Dataset items:
======
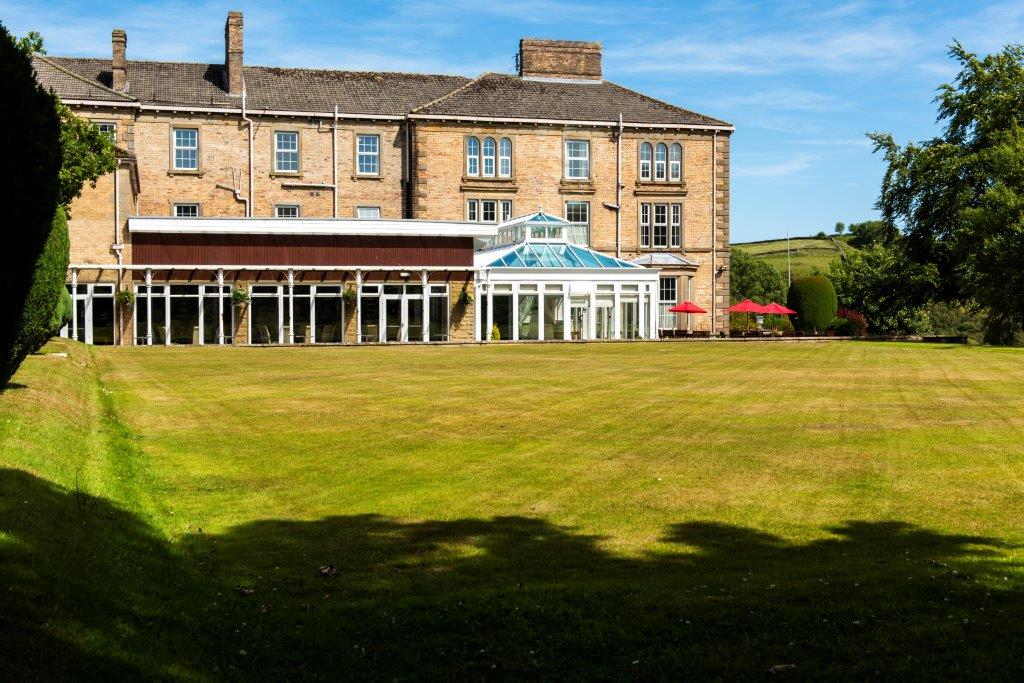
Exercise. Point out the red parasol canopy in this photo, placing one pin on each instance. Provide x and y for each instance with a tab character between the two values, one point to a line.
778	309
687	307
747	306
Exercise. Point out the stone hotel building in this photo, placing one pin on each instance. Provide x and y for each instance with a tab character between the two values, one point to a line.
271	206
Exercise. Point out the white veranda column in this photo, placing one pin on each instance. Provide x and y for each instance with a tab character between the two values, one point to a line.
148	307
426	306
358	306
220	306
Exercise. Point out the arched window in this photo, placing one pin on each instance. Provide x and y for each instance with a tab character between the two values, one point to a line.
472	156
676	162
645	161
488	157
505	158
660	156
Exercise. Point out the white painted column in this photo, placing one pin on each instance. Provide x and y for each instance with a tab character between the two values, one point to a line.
======
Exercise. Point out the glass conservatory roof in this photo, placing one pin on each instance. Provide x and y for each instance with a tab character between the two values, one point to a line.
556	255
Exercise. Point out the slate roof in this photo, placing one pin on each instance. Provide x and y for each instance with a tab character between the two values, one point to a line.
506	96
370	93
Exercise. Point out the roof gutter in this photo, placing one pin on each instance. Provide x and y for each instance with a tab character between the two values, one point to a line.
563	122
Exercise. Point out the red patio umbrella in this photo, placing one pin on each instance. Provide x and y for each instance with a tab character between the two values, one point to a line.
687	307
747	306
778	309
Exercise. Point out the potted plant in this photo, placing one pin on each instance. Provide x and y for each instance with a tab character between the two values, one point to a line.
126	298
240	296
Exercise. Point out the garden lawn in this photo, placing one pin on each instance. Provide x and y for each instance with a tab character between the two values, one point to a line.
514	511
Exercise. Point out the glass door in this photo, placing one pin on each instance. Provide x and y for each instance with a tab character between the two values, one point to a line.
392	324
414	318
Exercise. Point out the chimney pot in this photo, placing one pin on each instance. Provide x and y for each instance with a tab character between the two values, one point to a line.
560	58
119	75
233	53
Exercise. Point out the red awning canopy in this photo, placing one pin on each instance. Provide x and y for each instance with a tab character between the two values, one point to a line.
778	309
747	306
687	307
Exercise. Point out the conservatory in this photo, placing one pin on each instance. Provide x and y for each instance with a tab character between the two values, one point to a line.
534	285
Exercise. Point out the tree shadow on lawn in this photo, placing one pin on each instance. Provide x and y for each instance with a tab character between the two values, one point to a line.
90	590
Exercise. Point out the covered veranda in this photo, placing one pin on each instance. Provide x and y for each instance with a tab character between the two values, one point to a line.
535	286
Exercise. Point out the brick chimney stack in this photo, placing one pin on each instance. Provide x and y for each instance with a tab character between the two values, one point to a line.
======
EXERCISE DIRECTIONS: Identify each line of the items above that contains the string "roof", and copy every such line in full. Case is significant.

CORRECT OUTPUT:
Exercise. Point out the glass conservatory roof in this photo, placing one pin on each instance. Provide x and y for each instance with a tab character between the two values, one point to a line.
Exercise. Point out the slate roof in this photo, placing one pin on each instance. Provide x and y for each instance with a tab character between the two values, one point to a line.
Exercise. Point out the roof gutter in this photo, placing one pin on each instance. Provide x and y for each instance with a tab character between the two values, one point to a line.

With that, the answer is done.